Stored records
========================================
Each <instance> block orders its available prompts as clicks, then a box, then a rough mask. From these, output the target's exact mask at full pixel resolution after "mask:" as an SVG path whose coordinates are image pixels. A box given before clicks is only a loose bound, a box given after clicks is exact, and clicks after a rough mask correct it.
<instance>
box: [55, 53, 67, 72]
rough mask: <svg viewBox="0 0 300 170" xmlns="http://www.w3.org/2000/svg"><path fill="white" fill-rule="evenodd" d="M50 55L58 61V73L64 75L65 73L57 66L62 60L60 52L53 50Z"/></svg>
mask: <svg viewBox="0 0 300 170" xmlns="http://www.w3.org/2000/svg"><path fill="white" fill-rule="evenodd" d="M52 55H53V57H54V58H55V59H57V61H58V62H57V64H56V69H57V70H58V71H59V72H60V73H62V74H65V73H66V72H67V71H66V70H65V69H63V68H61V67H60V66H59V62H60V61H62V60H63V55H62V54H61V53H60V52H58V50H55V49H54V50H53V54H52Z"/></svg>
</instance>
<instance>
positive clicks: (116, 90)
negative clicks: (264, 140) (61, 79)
========================================
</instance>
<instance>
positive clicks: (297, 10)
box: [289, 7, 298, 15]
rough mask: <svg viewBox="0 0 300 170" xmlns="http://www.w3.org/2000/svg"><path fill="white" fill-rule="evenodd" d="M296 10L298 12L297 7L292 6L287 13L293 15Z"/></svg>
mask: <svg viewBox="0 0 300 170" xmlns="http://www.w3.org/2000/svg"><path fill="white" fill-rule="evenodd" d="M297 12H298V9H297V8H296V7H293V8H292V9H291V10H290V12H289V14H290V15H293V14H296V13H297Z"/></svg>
========================================
Which lines above contain the word "positive"? List them.

positive clicks: (116, 90)
positive clicks: (297, 10)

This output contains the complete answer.